• [Brief A] Reproduce the dialogue word for word from "I thought I" to "clear my head.".
• [Brief B]
Answer these questions from the dialogue:
(i) What radio station does Tom work at?
(ii) Which freeway did Sarah take after hearing it was clear?
(iii) What kind of show does Tom hope to host someday?

• [Excerpt to read]
* * *

Hi, Sarah, it's Peter.
I thought I might catch you in.

 

Tom, if you're listening, buddy,
I feel your pain.

 

- Where you been, man? You're on in five.
- I walked over. I had to clear my head.

 

So? What happened?

 

Well, I had the perfect relationship
that was ruined by marriage.

 

You saw it, right? We were perfect
from the minute we met. Right?

 

Yeah. In fact, it was nauseating.

 

Thank you, Fred.

 

Blue 28! Blue 28!

 

Set! Hut!

 

I'm open! I'm open!

 

Football!

 

Sorry!

 

Are you OK?

 

Yeah. You had nothin' on it.

 

Cheers, Sarah McNerney.

 

Cheers, Tom Leezak.

 

So, what do you do
when you're not Joe Montana?

 

I work at KNR Radio,

 

your traffic information station.

 

So I have myself a real live radio host?

 

No. Someday I'll be that guy.
Sports, hopefully.

 

Right now, I just do spot traffic reports.

 

On the graveyard shift. Every other week.

 

When the full-time guy's sick.

 

- You're that Tom.
- Yeah. You heard me on the air?

 

Yeah, I called in about a week ago.
Like, 3:00am.

 

You said the Pasadena freeway
was clear, so I took it,

 

and got stuck behind a jackknifed big rig
for, like, three hours. Yeah.

 

Sarah from Beverly Hills.

 

Who called me a fathead.

 

We got pretty heated.

 

Very heated.

* * *

• [Excerpt from a dataset]
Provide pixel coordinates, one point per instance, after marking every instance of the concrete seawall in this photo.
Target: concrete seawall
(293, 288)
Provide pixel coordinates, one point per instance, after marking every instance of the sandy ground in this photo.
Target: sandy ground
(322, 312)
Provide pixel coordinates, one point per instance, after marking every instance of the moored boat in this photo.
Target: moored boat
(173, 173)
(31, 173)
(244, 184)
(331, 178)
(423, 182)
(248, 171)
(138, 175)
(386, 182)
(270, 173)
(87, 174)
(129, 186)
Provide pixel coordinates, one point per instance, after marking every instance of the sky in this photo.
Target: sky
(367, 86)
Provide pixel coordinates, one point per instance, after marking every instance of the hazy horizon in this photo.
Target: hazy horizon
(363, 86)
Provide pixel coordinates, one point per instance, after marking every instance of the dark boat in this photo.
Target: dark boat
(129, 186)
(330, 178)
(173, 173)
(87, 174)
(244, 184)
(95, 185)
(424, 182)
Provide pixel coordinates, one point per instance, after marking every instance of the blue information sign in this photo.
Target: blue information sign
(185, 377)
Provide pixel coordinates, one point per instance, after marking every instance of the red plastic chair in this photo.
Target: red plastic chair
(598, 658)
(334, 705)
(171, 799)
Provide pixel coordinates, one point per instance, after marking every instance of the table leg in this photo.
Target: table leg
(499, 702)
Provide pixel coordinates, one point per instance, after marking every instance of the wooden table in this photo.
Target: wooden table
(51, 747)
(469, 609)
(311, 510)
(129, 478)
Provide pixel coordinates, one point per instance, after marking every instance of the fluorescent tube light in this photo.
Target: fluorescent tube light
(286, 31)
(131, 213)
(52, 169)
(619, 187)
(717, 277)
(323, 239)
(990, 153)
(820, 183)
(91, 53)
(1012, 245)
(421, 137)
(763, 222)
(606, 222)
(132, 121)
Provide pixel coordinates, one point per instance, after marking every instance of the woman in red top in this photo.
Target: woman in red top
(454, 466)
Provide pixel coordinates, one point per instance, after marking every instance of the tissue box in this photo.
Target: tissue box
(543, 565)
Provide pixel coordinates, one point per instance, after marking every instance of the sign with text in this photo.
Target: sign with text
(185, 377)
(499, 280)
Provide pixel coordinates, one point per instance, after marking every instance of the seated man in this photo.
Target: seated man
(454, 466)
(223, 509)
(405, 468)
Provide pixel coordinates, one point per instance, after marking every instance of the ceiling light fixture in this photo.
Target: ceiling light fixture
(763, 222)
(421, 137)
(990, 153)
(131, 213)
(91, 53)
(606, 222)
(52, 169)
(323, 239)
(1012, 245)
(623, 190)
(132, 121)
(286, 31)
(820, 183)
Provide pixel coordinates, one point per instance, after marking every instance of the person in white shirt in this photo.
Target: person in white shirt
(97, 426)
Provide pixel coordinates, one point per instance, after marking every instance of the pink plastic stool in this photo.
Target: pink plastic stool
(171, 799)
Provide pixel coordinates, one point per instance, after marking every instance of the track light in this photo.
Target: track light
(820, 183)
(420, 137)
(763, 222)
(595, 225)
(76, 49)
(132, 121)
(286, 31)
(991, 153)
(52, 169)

* * *

• [Complete response A]
I thought I might catch you in.

 

Tom, if you're listening, buddy,
I feel your pain.

 

- Where you been, man? You're on in five.
- I walked over. I had to clear my head.

• [Complete response B]
(i) KNR Radio
(ii) The Pasadena freeway
(iii) Sports